─── RECORDS SUPPLIED
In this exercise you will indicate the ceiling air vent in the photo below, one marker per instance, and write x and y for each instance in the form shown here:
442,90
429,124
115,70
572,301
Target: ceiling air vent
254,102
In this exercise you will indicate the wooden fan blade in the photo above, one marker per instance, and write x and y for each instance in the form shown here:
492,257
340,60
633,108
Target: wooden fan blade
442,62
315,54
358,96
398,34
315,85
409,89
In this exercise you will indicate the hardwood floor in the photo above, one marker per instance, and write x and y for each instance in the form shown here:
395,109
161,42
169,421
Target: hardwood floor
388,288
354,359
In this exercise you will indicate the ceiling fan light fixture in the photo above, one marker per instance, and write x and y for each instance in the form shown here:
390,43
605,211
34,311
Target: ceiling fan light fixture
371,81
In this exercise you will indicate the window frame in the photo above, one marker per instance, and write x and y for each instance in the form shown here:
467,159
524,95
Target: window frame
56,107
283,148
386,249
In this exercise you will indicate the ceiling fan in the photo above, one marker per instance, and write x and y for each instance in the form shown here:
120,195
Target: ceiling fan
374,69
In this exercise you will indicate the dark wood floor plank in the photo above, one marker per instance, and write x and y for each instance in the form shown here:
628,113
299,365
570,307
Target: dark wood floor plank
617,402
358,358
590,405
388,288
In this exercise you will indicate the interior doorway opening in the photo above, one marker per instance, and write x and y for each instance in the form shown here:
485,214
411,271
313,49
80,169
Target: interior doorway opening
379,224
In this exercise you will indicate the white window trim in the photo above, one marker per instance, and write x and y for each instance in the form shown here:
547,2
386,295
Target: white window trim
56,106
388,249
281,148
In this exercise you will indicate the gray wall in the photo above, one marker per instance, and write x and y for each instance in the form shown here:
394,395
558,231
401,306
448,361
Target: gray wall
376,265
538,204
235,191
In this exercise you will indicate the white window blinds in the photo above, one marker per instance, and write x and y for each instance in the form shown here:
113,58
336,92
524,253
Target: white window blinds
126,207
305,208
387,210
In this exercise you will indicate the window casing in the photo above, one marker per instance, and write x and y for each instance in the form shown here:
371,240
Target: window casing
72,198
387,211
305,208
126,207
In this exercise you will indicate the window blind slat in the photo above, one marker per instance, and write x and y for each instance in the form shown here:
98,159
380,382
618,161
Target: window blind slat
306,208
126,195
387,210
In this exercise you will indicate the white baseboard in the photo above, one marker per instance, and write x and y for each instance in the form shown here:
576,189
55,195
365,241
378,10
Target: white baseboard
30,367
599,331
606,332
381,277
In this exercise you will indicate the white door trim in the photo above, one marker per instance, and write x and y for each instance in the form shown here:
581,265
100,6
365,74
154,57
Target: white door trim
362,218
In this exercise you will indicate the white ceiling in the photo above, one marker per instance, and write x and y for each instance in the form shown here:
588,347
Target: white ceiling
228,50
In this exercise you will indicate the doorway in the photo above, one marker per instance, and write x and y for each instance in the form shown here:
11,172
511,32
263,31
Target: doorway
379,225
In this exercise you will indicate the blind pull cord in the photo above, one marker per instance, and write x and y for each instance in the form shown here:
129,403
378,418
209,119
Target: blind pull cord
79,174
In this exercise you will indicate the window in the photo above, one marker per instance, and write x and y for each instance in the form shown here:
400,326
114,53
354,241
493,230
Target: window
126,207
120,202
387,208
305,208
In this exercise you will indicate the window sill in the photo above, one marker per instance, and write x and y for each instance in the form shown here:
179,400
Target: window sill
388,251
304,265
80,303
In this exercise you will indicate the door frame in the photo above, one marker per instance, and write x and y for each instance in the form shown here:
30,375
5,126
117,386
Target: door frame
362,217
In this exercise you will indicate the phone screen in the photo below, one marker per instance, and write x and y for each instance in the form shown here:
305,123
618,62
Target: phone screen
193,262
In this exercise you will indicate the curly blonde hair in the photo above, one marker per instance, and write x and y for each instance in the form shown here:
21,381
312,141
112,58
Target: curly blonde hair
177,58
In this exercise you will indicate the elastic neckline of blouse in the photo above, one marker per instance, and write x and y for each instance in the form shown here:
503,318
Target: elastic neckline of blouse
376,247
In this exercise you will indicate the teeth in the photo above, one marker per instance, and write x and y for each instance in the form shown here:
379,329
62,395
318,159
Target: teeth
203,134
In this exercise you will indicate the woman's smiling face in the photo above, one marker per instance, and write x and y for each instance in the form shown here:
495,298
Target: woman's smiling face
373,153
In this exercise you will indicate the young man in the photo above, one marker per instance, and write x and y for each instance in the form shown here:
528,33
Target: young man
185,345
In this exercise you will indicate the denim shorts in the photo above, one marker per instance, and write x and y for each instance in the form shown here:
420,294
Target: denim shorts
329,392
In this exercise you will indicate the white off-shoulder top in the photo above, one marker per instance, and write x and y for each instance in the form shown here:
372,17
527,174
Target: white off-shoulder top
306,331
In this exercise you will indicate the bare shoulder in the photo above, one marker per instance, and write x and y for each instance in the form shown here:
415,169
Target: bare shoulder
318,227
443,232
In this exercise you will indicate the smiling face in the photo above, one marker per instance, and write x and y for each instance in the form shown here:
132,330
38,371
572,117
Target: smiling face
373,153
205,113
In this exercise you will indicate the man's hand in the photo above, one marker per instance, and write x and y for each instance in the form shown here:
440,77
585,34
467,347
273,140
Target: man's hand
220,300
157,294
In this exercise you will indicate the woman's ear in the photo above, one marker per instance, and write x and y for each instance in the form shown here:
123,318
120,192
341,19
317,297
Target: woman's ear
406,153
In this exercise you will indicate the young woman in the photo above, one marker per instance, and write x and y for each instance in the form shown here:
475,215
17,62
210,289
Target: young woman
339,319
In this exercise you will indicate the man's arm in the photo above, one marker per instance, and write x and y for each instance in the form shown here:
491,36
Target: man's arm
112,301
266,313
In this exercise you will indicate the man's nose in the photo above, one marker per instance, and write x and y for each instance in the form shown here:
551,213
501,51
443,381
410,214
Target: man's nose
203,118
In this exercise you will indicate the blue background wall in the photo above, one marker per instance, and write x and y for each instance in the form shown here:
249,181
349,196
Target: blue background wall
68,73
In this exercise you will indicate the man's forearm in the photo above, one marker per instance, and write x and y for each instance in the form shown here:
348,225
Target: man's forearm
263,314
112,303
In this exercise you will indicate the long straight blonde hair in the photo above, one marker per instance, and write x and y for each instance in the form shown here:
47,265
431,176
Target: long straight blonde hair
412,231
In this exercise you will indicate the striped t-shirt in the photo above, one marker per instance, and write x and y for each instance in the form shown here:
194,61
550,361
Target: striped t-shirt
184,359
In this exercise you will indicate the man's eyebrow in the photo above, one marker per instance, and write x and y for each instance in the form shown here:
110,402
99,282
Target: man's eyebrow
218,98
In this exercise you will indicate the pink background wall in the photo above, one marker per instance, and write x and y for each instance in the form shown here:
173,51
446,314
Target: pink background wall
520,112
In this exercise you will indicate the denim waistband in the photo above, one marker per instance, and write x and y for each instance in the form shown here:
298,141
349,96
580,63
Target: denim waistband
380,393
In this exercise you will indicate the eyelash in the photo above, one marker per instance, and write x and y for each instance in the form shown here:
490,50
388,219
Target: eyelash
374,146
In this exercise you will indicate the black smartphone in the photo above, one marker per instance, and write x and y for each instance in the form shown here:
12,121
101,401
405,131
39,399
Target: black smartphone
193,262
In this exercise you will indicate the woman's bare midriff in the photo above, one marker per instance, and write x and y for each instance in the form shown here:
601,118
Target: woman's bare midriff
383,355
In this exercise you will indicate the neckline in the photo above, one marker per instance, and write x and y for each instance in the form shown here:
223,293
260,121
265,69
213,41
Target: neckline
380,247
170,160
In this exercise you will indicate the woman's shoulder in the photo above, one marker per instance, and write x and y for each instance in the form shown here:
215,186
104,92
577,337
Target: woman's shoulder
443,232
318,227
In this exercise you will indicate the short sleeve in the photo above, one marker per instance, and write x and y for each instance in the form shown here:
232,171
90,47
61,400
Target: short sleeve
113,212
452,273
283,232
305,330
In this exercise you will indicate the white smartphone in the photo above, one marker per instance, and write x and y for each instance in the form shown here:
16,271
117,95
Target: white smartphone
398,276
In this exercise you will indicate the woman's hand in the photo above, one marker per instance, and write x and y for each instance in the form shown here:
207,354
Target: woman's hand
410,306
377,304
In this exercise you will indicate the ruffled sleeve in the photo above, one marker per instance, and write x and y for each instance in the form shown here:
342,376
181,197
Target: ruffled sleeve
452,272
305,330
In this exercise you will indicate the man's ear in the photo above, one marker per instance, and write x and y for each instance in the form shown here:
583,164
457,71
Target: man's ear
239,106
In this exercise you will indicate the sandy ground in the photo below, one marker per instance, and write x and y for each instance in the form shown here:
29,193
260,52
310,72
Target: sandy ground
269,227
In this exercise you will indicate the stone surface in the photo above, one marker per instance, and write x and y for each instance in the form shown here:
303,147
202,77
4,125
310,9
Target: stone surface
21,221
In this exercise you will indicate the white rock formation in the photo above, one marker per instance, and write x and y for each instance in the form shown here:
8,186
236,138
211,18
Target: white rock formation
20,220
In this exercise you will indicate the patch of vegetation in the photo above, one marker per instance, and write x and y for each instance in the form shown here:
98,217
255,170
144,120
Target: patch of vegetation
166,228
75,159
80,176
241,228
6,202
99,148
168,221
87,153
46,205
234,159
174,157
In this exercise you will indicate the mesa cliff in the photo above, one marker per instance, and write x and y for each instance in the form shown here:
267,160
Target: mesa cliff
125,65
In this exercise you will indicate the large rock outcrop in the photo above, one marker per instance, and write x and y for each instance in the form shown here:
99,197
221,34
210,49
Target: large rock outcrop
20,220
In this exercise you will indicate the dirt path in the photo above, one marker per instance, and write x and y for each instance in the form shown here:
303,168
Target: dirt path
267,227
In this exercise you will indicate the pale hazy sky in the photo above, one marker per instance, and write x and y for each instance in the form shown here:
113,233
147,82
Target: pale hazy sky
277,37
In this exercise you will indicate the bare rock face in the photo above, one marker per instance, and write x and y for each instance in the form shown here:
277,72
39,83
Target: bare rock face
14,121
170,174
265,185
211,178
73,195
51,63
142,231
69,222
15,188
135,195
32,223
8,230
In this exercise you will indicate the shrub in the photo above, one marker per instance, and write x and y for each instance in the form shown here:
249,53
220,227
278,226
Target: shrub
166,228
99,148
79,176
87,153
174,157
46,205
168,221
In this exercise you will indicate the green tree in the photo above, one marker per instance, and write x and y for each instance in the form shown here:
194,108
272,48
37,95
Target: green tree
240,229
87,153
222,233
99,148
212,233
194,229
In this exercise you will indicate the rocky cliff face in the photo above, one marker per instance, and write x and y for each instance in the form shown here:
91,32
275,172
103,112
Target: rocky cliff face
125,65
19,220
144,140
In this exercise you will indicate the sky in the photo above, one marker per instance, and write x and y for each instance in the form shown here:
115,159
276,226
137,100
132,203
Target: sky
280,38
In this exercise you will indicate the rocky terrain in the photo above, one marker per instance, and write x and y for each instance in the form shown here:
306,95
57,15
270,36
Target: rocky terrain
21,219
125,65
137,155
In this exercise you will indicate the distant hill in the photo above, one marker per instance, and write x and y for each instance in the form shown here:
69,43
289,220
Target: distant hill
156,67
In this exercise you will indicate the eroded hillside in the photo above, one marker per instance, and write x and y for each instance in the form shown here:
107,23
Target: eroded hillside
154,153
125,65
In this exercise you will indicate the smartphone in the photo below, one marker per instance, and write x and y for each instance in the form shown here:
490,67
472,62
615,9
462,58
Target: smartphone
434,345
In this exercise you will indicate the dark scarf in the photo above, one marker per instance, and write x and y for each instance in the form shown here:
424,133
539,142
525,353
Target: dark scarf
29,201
──────
» INSTRUCTIONS TO FOLLOW: Repeat word for word every line from the one that holds "In this exercise you will indicate the rocky terrain" to the end. Both ends count.

» RESULT OF THIS EXERCISE:
In this exercise you will indicate the rocky terrain in the photo above, one marker per instance, and write x and y for each instance in the form shown here:
306,95
57,15
270,36
Target: rocky terrain
21,219
125,65
137,155
In this exercise you will indicate the distant hill in the photo above, one marker per instance, and write x and y for each instance in the form shown here:
69,43
289,220
Target: distant hill
156,67
In this exercise you will indicate the eroded hillside in the photo above, one marker per instance, and write x and y for each instance in the form shown here:
107,23
Target: eroded hillside
154,153
125,65
In this exercise you will indicate the smartphone in the photo below, one marker per instance, and write x and y for each instance in the form shown here:
490,67
472,62
615,9
462,58
Target: smartphone
434,345
In this exercise you will indicate the dark scarf in the photo above, one marker per instance, and write x and y for each instance in the form shown here:
424,133
539,142
525,353
Target: dark scarf
29,201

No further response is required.